### DIRECTIONS FOR THIS TASK
Put the lines below, from the line holding "of the dark" through the last line, both inclusive, into a Markdown table with the columns Row and Line. Give each a row number and leave out blank lines.
Begin DATA ENTRIES
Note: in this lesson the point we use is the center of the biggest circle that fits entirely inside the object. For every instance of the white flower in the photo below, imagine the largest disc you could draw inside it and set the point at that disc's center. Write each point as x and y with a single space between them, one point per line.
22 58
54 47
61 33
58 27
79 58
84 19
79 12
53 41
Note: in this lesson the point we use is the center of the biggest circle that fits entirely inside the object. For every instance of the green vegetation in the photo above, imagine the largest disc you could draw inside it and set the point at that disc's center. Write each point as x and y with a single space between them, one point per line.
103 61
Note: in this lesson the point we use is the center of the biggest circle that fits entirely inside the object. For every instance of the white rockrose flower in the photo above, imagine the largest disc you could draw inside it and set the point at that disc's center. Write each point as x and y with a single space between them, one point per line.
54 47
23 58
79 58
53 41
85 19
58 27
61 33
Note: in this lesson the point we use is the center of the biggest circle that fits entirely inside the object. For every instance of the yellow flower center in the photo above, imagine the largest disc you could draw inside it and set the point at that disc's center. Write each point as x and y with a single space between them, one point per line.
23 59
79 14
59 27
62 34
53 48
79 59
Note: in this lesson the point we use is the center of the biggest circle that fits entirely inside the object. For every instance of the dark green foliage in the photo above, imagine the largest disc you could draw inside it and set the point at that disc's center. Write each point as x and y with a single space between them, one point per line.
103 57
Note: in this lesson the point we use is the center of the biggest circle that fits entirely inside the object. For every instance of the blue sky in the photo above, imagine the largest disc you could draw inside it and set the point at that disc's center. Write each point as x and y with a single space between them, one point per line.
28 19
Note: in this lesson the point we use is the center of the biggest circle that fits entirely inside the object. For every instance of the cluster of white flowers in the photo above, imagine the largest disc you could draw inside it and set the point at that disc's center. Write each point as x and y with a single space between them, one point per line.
End DATA ENTRIES
### EXERCISE RESULT
| Row | Line |
|---|---|
| 1 | Note: in this lesson the point we use is the center of the biggest circle that fits entirely inside the object. For every instance of the dark green foliage in the photo above, imagine the largest disc you could draw inside it and set the point at that disc's center. Write each point as x and y with a single space between them, one point per line. |
| 2 | 103 57 |
| 3 | Note: in this lesson the point we use is the center of the biggest circle that fits entirely inside the object. For every instance of the blue sky in the photo above, imagine the largest disc you could draw inside it and set the point at that disc's center. Write each point as x and y with a single space between them, one point per line. |
| 4 | 28 19 |
| 5 | Note: in this lesson the point we use is the center of the biggest circle that fits entirely inside the object. For every instance of the cluster of white flowers in the photo above, imagine the largest disc you could draw inside it and set the point at that disc's center. Write each point as x and y with a single space between them, one point per line. |